* [Teks yang Diberikan]:
Saat ini ada upaya sistematis untuk mengkriminalisasi simbol-simbol syariah Islam. Salah satunya adalah panji atau bendera tauhid Rasulullah saw., yakni al-Liwa’ dan ar-Rayah. Masyarakat saat ini digiring dengan opini buruk bahwa panji/bendera Rasul yang bertuliskan kalimat tauhid Lâ ilâha illalLâh Muhammad rasûlulLâh seolah-olah adalah bendera milik kriminalis dan teroris. Masyarakat dipaksa untuk menerima opini bahwa panji/bendera tersebut adalah inspirator kekerasan, pemecah-belah bangsa, tidak sesuai dengan kebhinekaan dan menakutkan.
Peristiwa terbaru adalah tatkala penyambutan Raja Salman yang datang ke Bogor beberapa waktu lalu. Panji/bendera Rasul berwarna hitam bertuliskan kalimat tauhid dirampas dan dipaksa digulung oleh polisi.
Jauh sebelumnya, ada seseorang, ketika membawa panji/bendera Rasul berwarna hitam bertuliskan kalimat tauhid di perjalan sepanjang jalan Jawa Barat dan Banten, tiba-tiba dihentikan tengah jalan oleh petugas (polisi dan TNI). Petugas menginterograsi pembawanya bak tersangka. Intrograsi yang ada lebih nampak seperti sikap curiga dan menuduh. Ia pun ditangkap aparat.
Kasus yang sama menimpa Nurul Fahmi. Ia ditangkap aparat saat membawa bendera merah-putih bertuliskan kalimat tauhid. Fahmi ditangkap dengan tuduhan melecehkan simbol negara. Sempat di tahan di Polda, ia akhirnya dikeluarkan setelah adanya jaminan dari beberapa ulama. Pihak aparat terlihat sangat alergi dengan kalimat tauhid. Padahal aparat yang Muslim tiap hari minimal 5 kali sehari pasti mengucapkan kalimat tauhid dalam shalat mereka. Bukankah kalimat tauhid bukan hanya dibaca, namun juga diimplementasikan dalam seluruh aspek kehidupan. Jadi apa salahnya jika umat Islam memasang panji/bendera tauhid? Apalagi panji Rasulullah dengan kalimat tauhid memiliki akar sejarah yang kuat pada masa lalu di Nusantara.

* [Informasi yang Tersedia]:
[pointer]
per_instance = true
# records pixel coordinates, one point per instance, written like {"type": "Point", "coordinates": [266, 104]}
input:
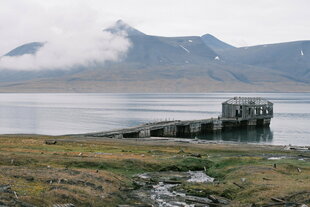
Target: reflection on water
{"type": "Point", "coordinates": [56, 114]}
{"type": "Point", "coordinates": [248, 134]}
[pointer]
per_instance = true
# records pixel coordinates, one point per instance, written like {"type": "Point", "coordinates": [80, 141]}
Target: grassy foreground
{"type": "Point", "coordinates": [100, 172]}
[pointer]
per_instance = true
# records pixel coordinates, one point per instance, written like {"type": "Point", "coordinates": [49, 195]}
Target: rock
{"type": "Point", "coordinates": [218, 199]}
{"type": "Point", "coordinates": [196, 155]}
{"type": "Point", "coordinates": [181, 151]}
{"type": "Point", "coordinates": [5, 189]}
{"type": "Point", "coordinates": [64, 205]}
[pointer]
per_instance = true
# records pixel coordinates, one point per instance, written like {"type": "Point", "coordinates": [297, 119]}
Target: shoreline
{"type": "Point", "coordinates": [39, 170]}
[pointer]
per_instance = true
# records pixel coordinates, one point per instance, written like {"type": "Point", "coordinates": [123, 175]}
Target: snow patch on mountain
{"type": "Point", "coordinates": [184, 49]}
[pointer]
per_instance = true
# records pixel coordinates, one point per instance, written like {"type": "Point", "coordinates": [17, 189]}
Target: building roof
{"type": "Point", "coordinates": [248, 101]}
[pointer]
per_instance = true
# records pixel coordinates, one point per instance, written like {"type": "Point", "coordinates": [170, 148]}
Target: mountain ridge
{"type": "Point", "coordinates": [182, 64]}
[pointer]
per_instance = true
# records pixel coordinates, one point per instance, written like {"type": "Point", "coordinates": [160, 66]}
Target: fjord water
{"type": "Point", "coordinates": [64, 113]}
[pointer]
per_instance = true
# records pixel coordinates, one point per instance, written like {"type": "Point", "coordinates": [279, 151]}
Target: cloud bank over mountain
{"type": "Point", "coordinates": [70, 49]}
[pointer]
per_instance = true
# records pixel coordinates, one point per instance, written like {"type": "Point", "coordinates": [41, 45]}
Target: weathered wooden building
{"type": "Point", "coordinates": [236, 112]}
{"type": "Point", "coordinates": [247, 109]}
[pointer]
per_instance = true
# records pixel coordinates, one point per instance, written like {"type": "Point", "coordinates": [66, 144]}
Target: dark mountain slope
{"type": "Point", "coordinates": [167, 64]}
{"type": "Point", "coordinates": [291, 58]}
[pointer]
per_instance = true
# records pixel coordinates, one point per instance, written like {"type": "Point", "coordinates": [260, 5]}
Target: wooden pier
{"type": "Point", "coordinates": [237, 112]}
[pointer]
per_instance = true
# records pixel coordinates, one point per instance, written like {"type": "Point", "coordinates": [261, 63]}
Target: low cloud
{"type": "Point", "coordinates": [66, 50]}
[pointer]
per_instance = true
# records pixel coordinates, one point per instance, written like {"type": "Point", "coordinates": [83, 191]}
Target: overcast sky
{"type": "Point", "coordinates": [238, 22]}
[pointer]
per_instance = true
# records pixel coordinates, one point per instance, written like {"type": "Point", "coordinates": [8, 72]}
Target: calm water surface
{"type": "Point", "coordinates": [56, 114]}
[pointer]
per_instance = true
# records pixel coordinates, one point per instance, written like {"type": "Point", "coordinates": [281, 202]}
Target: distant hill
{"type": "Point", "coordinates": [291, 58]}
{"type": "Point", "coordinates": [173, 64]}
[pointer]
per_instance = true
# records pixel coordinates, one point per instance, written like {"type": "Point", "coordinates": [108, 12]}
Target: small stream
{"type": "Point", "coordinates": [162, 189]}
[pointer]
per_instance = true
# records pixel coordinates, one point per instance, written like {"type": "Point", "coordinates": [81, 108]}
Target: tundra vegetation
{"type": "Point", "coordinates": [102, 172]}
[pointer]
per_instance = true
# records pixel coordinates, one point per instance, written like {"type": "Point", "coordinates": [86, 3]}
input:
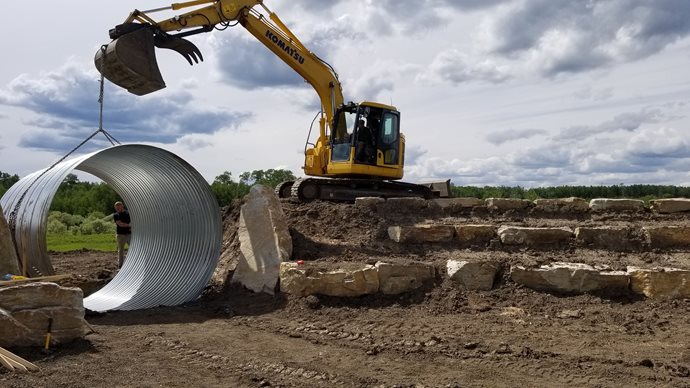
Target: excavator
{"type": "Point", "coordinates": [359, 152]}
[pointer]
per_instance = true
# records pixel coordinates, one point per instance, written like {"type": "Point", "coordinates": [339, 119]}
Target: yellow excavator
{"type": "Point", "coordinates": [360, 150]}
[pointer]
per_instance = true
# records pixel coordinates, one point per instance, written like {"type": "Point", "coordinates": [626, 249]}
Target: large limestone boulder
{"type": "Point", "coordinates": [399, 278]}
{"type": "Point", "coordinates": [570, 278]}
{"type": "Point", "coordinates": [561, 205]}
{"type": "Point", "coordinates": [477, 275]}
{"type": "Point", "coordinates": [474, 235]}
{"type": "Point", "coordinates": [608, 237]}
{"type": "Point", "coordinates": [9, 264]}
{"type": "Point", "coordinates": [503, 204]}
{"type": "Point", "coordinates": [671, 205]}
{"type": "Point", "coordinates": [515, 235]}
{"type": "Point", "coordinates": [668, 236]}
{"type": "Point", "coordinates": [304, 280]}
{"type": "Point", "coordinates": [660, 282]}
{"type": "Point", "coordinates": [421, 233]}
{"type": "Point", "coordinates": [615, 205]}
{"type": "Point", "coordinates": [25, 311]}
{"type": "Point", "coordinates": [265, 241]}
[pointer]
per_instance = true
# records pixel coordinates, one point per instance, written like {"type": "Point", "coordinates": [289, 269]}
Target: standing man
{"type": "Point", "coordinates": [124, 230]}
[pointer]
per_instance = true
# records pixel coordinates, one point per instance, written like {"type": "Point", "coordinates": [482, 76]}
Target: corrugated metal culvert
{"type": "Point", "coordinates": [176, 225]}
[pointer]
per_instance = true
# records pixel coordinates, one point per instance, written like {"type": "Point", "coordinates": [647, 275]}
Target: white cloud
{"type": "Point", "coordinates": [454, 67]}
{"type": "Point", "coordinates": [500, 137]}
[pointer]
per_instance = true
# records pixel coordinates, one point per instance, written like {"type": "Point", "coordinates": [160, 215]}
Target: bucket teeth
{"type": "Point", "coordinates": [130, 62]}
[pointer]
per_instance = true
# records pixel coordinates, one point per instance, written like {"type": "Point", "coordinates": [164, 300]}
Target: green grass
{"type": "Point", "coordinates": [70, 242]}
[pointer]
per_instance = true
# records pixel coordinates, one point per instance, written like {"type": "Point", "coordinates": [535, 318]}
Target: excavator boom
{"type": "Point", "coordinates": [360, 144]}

* [Tugas yang Diberikan]:
Tulislah lanjutan teks tentang panji dan bendera tauhid Rasulullah, dimulai tepat setelah kalimat terakhir yang ditampilkan. Daftar tersebut sama sekali tidak berperan dalam hal ini.

* [Jawaban]:
Bukti-bukti Sejarah
Jika kita menelusuri cagar-cagar budaya yang ada di Nusantara, baik itu di perpustakaan, situs kerajaan-kerajaan yang masih ada dan di tempat-tempat penyimpanan sejarah lainnya, akan banyak ditemukan panji Rasulullah saw. menjadi inspirasi bagi panji/bendera kesultanan-kesultanan Islam di Nusantara walau dengan motif dan bentuk yang lain. Kita bisa mengunjungi situs Kesultanan Yogyakarta. Apa yang disampaikan Sri Sultan Hamengku Buwono X pada Pembukaan Kongres Umat Islam Indonesia VI 2015 (KUII-VI 2015) di Yogyakarta sejatinya sudah menjadikan informasi yang cukup tentang keterkaitan panji Rasulullah saw. dengan Nusantara. Saat memberikan pidato pembukaan, Sultan sempat menyinggung mengenai bendera peninggalan Kesultanan Demak yang ternyata pemberian dari Kekhalifahan Turki. Sultan menegaskan, Sultan Turki mengukuhkan Raden Patah sebagai Khalifatullah ing Tanah Jawa, perwakilan Kekhalifahan Islam (Turki) untuk Tanah Jawa, dengan penyerahan bendera Lâ ilâha illalLâh berwarna ungu kehitaman yang terbuat dari kain Kiswah Ka’bah; juga bendera bertuliskan Muhammad rasûlulLâh berwarna hijau. “Duplikatnya tersimpan di Kraton Yogyakarta sebagai pusaka, penanda keabsahan Kasultanan Yogyakarta Hadiningrat sebagai wakil Kekhalifahan Turki,” tambah Sultan.
Apa yang disampaikan Sultan dalam Kongres Umat Islam itu menjelaskan adanya hubungan Kekhalifahan Turki dengan kesultanan Islam di Indonesia. Pemberian bendera itu menandakan kesultanan-kesultnan di Indonesia diakui sebagai bagian dari Kekhalifahan Turki.
Salah satu bendera pusaka Kesultanan Yogyakarta berpola rayah. Warna hitam menjadi bagian dari namanya, yaitu Kanjeng Kyai Tunggul Wulung (Lihat: Gambar 1).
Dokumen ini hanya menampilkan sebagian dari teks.